TEXTO CITADO:
⟨
La falacia de lo visual manda en literatura. Dos ejemplos amenísimos de ese poder hay en el desbocado elogio de Góngora que Dámaso Alonso ha prefijado en su edición, meritísima por lo demás, de las Soledades. Uno es para contradecir el aflictivo nihilismo poético de esa rapsodia. Dice así: En la poesía de Góngora flores, árboles, animales de la tierra, aves, pescados, variedad de manjares… pasan en suntuoso desfile ante los ojos del lector. ¿En qué estaban pensando los que dijeron que las Soledades estaban vacías? Tan nutridas están que apenas si en tan poco espacio pueden contener tal variedad de formas (página 31). El ingenuo paralogismo se echa de ver: Alonso niega la sensible vaciedad poética de las Soledades, en razón de su cargamento visual o mención continua de plumas, pelos, cintas, gallinas, gavilanes, vidrios y corchos. No es menos definitivo el segundo ejemplo. Se escribe así: No obscuridad: claridad radiante, claridad deslumbrante. Claridad de íntima, profunda iluminación. Mar luciente: cristal azul. Cielo color zafiro, sin mácula, constelado de diamantes, o rasgado por la corva carrera del sol (página 35). Aquí, bajo la aparente seguridad de lo sentencioso, duele una equivocación parecida: la de inferir que don Luis de Góngora es claro, léase perspicuo, por su mencionar cosas claras, léase relucientes. La naturaleza de ese enredo es de calembour.
Indiscreciones de lo visual son también las cometidas en Ejercicios, libro de resoluciones de literato, por Benjamín Jarnés. Este prosista simula investigar lo que es prosa. El pensamiento (escribe) es la maroma tensa, vibrátil —acaso de alambre robusto de acero— que mantiene enhiesta la arquitectura de la frase; pero de uno al otro extremo se entrelazan armoniosamente las cintas paralelas de la imagen (página 34). Es decir, Jarnés no ha querido intimar con el problema, Jarnés cree, todavía, en la fabulosa división de fondo y de forma; pero en lugar de razonar esa dualidad, nos muestra unas serpentinas y un alambrado, visión inútil. Después examina varias conductas de prosa, para depararnos al final esta solución: Lo mejor es hacer de la prosa una ágil góndola empujada por el aliento de la idea… Pocas veces surca la alta serenidad esa deliciosa góndola bergsoniana, trayendo a bordo, entre mástiles y festones encendidos, el arcón bien labrado del pensamiento (página 35). Otra figura y otra negación de pensar. Sólo que la distracción, el cuadrito, ha sido ingerido esta vez con menos limpieza.
Casi todas las que se dicen metáforas no pasan de incontinencias de lo visual. Menéndez y Pelayo, aludiendo a la festejada línea de Góngora,
El rojo passo de la blanca Aurora
y a otras emparentadas, escribió que la sola motivación de algún verso de él fue la de lisonjear la vista con la suave mezcla de lo blanco y de lo rojo. Hay, también, escritores a quienes les importa más lo vistoso del segundo término de una comparación que no su necesidad o su auxilio.
Yo siempre en él estuve atento
como martín pescador,
escribe, sólo para hacer ostentación de ese pájaro, uno que en muchos otros decires es gran poeta. Esas libertades con la metáfora son perdonables, siempre que no se especialice el escritor en tales diabluras.
⟩
(Registros del conjunto de datos de señalamiento)
⟨
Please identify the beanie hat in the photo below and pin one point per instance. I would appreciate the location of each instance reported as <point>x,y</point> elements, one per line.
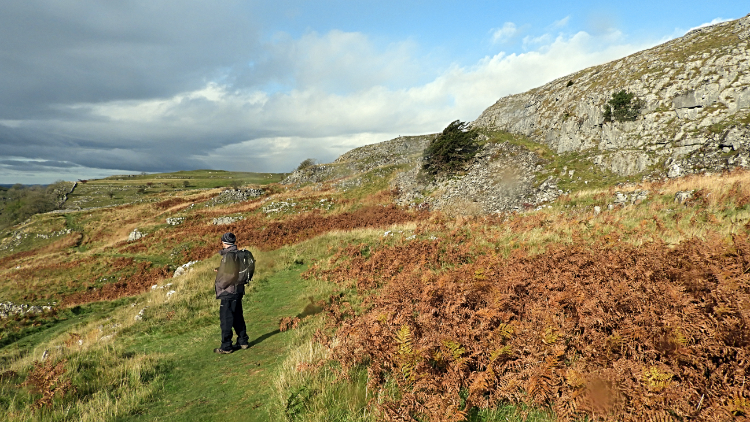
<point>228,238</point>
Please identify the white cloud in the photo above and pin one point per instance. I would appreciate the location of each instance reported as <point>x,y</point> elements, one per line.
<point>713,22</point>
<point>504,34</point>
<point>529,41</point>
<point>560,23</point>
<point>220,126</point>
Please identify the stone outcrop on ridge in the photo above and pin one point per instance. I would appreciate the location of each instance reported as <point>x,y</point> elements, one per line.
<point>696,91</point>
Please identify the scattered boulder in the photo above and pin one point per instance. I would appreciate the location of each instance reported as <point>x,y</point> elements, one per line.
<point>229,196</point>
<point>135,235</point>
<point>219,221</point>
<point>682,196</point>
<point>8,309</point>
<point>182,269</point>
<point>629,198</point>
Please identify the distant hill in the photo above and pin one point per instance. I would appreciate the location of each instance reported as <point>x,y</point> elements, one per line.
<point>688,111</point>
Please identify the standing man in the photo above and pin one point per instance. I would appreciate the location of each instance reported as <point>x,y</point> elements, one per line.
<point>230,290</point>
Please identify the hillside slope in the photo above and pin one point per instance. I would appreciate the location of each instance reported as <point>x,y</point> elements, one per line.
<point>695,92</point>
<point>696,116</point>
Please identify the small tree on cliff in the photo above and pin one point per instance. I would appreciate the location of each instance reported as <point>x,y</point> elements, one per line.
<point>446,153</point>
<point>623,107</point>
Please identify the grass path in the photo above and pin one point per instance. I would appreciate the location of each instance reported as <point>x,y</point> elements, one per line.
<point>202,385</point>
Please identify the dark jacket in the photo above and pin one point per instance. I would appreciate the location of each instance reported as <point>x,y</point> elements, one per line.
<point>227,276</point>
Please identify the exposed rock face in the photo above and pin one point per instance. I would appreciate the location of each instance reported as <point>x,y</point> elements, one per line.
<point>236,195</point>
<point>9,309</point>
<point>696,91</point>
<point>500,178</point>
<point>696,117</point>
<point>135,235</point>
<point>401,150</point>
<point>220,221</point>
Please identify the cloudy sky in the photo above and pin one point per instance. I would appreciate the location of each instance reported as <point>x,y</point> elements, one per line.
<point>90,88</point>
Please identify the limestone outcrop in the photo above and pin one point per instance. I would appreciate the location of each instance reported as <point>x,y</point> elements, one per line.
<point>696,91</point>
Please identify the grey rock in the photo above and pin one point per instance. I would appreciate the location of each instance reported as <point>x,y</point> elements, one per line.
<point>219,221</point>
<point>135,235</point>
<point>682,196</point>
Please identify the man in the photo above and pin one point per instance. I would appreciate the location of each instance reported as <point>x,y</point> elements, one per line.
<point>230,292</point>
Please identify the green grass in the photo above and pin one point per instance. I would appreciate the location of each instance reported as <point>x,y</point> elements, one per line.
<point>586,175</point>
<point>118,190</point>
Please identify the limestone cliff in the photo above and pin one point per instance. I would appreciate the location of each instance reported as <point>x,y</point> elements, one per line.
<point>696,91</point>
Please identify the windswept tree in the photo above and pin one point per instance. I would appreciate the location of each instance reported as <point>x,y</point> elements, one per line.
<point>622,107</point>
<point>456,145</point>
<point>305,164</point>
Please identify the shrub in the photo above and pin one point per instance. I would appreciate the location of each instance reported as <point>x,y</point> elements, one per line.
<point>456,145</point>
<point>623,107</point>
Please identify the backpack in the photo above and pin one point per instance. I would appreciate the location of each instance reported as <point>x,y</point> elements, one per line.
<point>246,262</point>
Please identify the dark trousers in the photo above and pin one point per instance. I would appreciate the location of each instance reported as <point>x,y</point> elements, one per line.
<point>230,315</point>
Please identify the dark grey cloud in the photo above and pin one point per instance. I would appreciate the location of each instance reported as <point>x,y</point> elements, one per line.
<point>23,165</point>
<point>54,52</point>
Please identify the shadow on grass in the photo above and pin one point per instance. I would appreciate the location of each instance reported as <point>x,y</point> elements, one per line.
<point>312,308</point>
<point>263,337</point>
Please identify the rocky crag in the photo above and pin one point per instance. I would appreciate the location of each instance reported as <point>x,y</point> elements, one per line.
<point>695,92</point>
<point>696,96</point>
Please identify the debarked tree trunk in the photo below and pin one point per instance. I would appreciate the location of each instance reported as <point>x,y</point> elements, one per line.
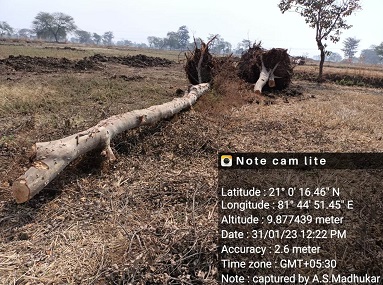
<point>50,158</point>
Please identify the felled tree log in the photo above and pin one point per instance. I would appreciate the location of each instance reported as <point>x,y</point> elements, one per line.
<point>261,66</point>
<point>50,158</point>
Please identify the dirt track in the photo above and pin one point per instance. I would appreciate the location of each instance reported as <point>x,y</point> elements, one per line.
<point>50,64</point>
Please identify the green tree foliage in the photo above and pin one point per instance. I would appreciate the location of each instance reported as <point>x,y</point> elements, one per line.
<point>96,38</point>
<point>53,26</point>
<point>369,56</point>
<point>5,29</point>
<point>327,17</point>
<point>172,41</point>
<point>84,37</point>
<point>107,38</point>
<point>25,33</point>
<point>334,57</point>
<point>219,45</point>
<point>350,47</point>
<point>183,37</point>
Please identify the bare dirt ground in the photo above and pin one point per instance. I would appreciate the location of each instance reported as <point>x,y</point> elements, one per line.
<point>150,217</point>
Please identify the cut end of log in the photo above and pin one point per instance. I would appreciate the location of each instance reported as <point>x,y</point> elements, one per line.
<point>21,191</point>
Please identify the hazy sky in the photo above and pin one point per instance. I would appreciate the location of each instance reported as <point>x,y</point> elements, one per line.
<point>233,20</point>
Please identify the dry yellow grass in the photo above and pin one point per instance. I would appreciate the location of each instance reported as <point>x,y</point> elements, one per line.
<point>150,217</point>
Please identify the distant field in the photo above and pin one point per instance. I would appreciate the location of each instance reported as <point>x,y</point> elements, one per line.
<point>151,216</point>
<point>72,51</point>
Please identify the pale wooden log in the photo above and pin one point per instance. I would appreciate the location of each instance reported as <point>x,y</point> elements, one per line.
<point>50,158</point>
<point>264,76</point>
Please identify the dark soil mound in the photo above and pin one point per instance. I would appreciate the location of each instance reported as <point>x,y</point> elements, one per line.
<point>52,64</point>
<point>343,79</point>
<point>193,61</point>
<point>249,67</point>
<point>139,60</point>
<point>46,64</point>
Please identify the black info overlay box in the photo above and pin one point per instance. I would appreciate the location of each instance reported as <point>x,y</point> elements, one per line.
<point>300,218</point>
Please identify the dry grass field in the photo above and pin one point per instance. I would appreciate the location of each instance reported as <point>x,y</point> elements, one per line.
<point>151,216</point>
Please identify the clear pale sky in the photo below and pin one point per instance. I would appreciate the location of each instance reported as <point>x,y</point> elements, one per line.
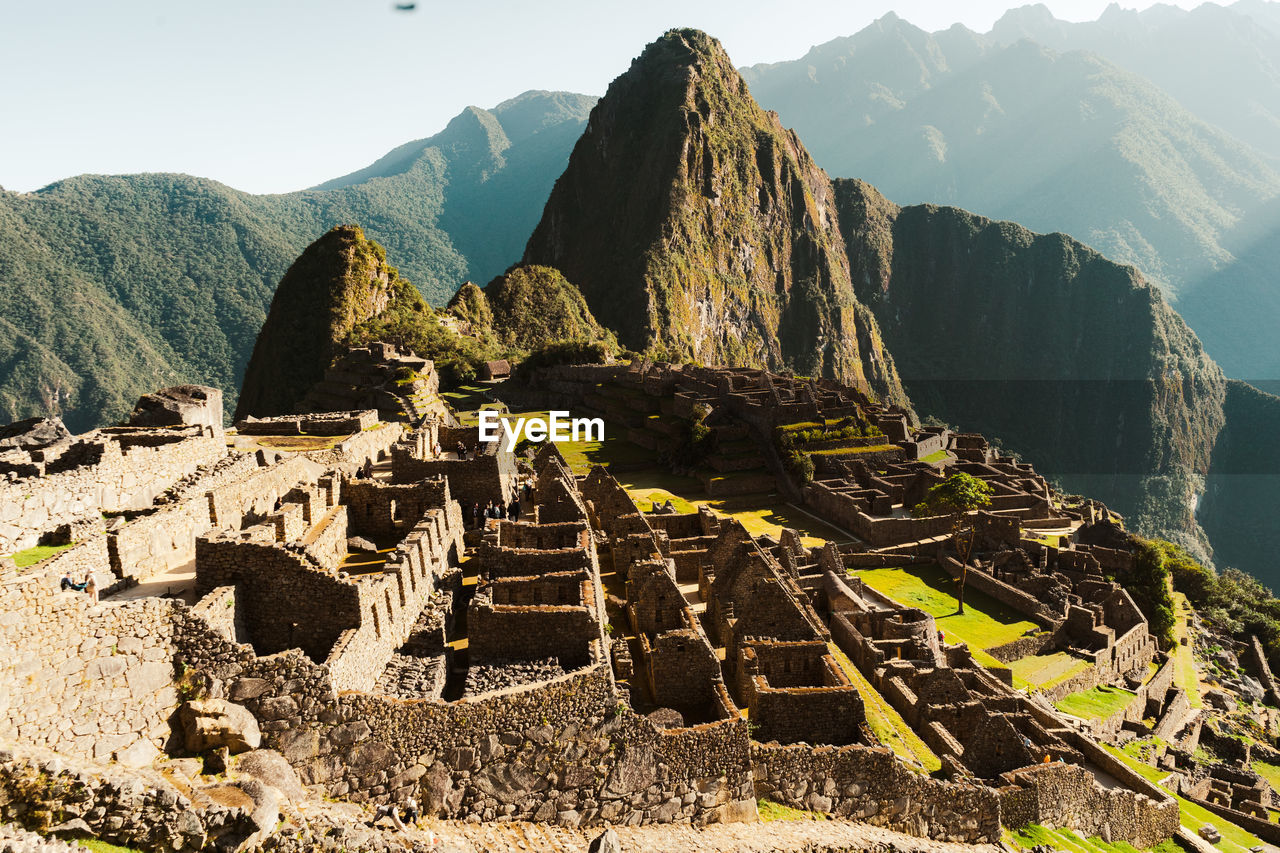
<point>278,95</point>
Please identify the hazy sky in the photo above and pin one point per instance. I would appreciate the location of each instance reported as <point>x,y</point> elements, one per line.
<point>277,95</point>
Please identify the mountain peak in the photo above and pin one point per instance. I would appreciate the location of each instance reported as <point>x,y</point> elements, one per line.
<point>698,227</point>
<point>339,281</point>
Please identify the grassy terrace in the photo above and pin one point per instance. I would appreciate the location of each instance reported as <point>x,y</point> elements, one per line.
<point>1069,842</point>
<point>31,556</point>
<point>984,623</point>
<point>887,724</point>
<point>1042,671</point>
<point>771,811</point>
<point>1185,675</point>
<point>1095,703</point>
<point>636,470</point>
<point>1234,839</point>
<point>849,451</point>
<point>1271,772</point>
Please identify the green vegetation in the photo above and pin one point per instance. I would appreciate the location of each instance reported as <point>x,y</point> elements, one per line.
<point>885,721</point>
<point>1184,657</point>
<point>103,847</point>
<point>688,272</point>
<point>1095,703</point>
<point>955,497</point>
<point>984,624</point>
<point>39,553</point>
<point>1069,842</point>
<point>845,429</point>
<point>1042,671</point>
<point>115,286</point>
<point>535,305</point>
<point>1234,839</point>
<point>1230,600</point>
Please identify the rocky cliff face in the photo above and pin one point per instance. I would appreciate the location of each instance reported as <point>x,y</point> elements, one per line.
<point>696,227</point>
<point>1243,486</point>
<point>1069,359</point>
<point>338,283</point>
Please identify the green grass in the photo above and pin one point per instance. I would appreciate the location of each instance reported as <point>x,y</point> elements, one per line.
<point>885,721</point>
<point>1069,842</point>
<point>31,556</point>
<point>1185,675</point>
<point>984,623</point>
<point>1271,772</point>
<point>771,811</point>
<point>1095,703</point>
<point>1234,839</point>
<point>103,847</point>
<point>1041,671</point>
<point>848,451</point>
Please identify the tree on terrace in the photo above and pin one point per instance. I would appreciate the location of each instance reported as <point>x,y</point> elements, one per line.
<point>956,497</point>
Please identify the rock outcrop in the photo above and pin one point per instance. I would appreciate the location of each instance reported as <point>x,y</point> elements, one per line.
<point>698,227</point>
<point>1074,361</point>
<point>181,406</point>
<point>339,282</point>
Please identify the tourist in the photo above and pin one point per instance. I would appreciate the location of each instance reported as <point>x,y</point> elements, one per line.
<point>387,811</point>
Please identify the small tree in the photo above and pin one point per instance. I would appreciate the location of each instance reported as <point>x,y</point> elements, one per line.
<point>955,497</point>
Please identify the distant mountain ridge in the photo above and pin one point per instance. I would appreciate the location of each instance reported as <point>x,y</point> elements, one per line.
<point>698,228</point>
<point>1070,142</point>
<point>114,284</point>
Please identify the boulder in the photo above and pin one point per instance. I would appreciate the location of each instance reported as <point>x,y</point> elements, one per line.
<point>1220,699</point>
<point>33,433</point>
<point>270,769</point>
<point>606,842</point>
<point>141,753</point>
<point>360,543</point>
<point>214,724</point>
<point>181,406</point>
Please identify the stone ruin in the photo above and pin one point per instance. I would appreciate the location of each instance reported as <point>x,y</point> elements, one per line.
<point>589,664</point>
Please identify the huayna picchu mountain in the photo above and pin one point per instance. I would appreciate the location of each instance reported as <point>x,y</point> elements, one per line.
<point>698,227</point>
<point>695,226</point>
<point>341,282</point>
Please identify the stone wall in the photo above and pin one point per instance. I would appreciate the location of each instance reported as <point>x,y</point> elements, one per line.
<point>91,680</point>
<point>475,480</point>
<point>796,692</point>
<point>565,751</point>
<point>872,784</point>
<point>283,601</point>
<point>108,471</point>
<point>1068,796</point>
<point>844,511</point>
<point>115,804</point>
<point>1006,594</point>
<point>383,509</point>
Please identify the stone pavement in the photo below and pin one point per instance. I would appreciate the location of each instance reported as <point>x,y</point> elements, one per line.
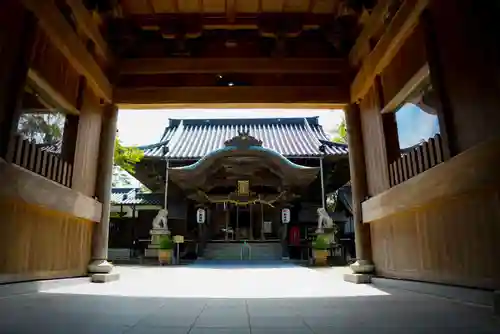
⟩
EJERCICIOS PROPUESTOS:
a. Transcribe del texto sobre la falacia de lo visual el pasaje comprendido entre "Casi todas las" y "en tales diabluras.", ambos incluidos.
b. En el texto sobre la falacia de lo visual, ¿qué libro de Benjamín Jarnés se examina?
c. Prolonga el texto sobre la falacia de lo visual a partir de la oración con que termina.

SOLUCIONES:
a.
Casi todas las que se dicen metáforas no pasan de incontinencias de lo visual. Menéndez y Pelayo, aludiendo a la festejada línea de Góngora,
El rojo passo de la blanca Aurora
y a otras emparentadas, escribió que la sola motivación de algún verso de él fue la de lisonjear la vista con la suave mezcla de lo blanco y de lo rojo. Hay, también, escritores a quienes les importa más lo vistoso del segundo término de una comparación que no su necesidad o su auxilio.
Yo siempre en él estuve atento
como martín pescador,
escribe, sólo para hacer ostentación de ese pájaro, uno que en muchos otros decires es gran poeta. Esas libertades con la metáfora son perdonables, siempre que no se especialice el escritor en tales diabluras.

b. Se examina Ejercicios, libro de resoluciones de literato.

c.
El deber de toda imagen es precisión. Este aparente axioma o facilísima verdad ni siquiera lo es, ya que las precisiones de la aritmética o de la geografía suelen ser imprecisas a más no poder en el ejercicio del arte. Escribir del héroe de una novela Salió de un punto de partida y caminó cuatro mil doscientos veinticuatro metros hacia el noroeste, es guardar una reserva casi absoluta. Escribir Salió de General Urquiza y Barcala y caminó hasta Camargo y Humboldt, es arriesgarse a dejar en blanco esa línea para muchos lectores. Escribir Caminó sin parar hasta que ralearon las casas, o Caminó hasta que hubo más cielo, promete más posibilidad de expresión. Esa manera no es la histórica ni la periodística, ya lo sé. Y es que el noticioso, a diferencia de los poetas, no precisa hacer arte: es noticiador de hechos públicos, para los convencidos de antemano de su verdad. Anota, por ejemplo: El valiente robo de ayer se efectuó en la calle Tal, número tal, a las tales horas del día, receta no representable por nadie y que se limita a señalarnos el sitio Tal, en que nos darán más informes. Daniel Defoe parece haber sido, en literatura, el iniciador de esos pormenores de horario, de esas vanidades de cartógrafo o de sereno: equivocación copiadísima. Otra popularizada ilusión es la de fiarse mucho en las desinencias del aumentativo, del diminutivo, del despectivo. Somos poseedores de cuatro terminaciones aumentativas, de diez diminutivas, de once despreciativas, pero no del correspondiente poder de apreciar veinticinco graduaciones en cada nombre, según la sufijación que le sumen. Libraco, libracho, libróte, salen, para menospreciarlo, de libro. La gramática se alaba, creo que sin demasiada razón, de ese surtido de desaires tan cómodo, sin reparar en que las palabras son muchas, pero la representación es una y variable. El grado superlativo es otra ficción y de las traicioneras.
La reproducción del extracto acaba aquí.